BEGIN Raw data

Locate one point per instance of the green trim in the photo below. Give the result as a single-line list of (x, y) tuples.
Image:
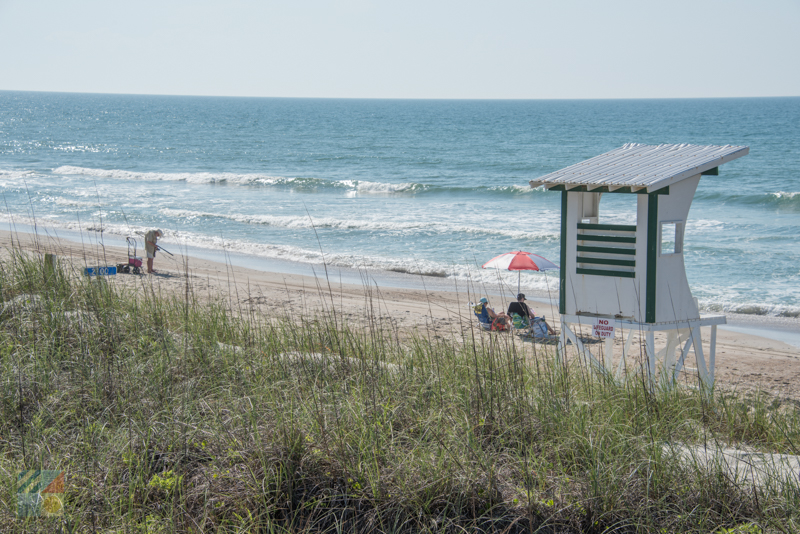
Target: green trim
[(607, 250), (607, 261), (652, 258), (604, 189), (612, 227), (599, 272), (607, 238), (562, 288)]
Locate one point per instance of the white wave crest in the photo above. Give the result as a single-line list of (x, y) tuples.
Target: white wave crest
[(785, 194), (14, 175), (190, 177), (354, 186), (303, 221)]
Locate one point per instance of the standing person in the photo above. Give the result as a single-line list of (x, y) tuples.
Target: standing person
[(150, 240)]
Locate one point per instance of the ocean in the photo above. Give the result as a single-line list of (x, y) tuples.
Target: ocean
[(389, 187)]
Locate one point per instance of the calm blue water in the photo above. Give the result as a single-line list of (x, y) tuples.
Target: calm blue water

END Raw data

# [Task goal]
Leaving out the pictures, output each line above exactly as it is.

# [Reply to the exercise]
Locate one point per instance of the green trim in the photo below. Give the result as a single-line list of (x, y) tuples.
Image:
Target: green trim
[(607, 250), (607, 261), (652, 258), (604, 189), (612, 227), (599, 272), (607, 238), (562, 288)]
Locate one point per instance of the white wave crest in the photo above. Give the result as a single-line list of (x, y) tuples.
Target: white wave crest
[(785, 194), (14, 175), (190, 177), (354, 186), (303, 221)]
Locate one point per instance of the standing person in the photo above. Give the result as a single-line list of (x, y) tuples.
Target: standing person
[(150, 240)]
Locate one point per instance of the ocean in the photo above. Give the result as a single-line list of (x, y) tuples.
Target: ocean
[(389, 187)]
Locate one point per instance of the calm blue water in the photo above. Give the result as a single-line list of (x, y) tuples.
Target: calm blue water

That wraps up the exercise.